• Problem details
Repeat the following entries verbatim, apart from the pictures.

• Natural-language object grounding data
--------
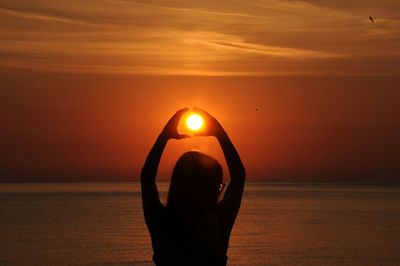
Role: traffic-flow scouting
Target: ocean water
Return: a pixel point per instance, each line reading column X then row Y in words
column 278, row 224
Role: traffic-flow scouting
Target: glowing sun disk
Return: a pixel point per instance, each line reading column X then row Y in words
column 194, row 122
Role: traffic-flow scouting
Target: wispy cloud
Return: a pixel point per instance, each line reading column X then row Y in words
column 199, row 37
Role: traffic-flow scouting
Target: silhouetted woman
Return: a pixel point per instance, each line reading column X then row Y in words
column 193, row 228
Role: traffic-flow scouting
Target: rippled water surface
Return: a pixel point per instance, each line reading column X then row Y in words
column 278, row 224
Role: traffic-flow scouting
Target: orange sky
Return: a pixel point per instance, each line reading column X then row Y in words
column 86, row 86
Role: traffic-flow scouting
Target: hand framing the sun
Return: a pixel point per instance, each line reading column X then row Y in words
column 212, row 128
column 170, row 130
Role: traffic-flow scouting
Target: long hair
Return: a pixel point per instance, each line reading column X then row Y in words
column 195, row 183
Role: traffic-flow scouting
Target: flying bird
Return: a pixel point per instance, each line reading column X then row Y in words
column 372, row 19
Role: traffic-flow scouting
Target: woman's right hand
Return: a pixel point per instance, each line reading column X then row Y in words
column 212, row 126
column 170, row 130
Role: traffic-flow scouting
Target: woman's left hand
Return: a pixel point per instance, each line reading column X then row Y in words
column 170, row 130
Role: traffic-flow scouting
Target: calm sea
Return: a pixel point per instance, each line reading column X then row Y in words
column 278, row 224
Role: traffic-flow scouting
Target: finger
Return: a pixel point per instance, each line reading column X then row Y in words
column 182, row 111
column 201, row 134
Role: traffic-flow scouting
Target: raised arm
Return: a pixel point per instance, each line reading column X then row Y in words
column 150, row 197
column 230, row 204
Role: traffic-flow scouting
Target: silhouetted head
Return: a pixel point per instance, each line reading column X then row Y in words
column 195, row 183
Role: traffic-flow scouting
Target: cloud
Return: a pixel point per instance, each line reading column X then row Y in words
column 199, row 37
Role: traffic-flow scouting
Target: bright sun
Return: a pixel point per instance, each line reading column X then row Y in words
column 194, row 122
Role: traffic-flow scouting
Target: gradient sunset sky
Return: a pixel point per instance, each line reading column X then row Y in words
column 307, row 90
--------
• Exercise response
Role: traffic-flow scouting
Target: ocean water
Return: a pixel point per instance, each line reading column X then row Y in words
column 278, row 224
Role: traffic-flow scouting
Target: glowing sun disk
Return: a pixel point per instance, each line reading column X then row Y in words
column 194, row 122
Role: traffic-flow scouting
Target: wispy cloud
Return: a pixel point per instance, each line reading column X then row Y in words
column 199, row 37
Role: traffic-flow scouting
Target: silhouetted woman
Return: a pixel point per instance, each line reading column X then row Y in words
column 193, row 228
Role: traffic-flow scouting
Target: rippled water surface
Return: a pixel point per instance, each line reading column X then row Y in words
column 278, row 224
Role: traffic-flow scouting
Target: orange sky
Return: a pixel point per instance, each line reading column X then row Y in words
column 86, row 86
Role: traffic-flow scouting
Target: hand framing the sun
Return: a pixel point per instance, each line reading column X then row Y in words
column 212, row 128
column 170, row 130
Role: traffic-flow scouting
Target: long hair
Return: a pixel point per instance, each line reading column X then row Y in words
column 195, row 183
Role: traffic-flow scouting
Target: flying bird
Return: a pixel point per instance, each line reading column X then row Y in words
column 372, row 19
Role: traffic-flow scouting
Target: woman's right hand
Return: a pixel point per instance, each line reading column X then row Y in words
column 212, row 126
column 170, row 130
Role: traffic-flow scouting
Target: woman's left hand
Return: a pixel point per instance, each line reading column X then row Y in words
column 170, row 130
Role: traffic-flow scouting
Target: calm sea
Return: a pixel point per instance, each line reading column X then row Y in words
column 278, row 224
Role: traffic-flow scouting
Target: finger
Return: a pixel point per instance, each line reading column X then row Y in words
column 182, row 111
column 201, row 134
Role: traffic-flow scouting
Target: raised arm
Return: a pixel point per instance, each line reading column X then row Y in words
column 150, row 197
column 230, row 204
Role: traffic-flow scouting
Target: silhouetted head
Return: a pixel point per instance, each line reading column X then row Y in words
column 195, row 183
Role: traffic-flow scouting
Target: cloud
Return: a pixel point per instance, each line reading column X then row Y in words
column 199, row 37
Role: traffic-flow scouting
Target: bright sun
Return: a pixel point per instance, each line reading column X then row Y in words
column 194, row 122
Role: traffic-flow scouting
Target: gradient sunset sky
Return: a pixel point per instance, each line reading column X then row Y in words
column 307, row 90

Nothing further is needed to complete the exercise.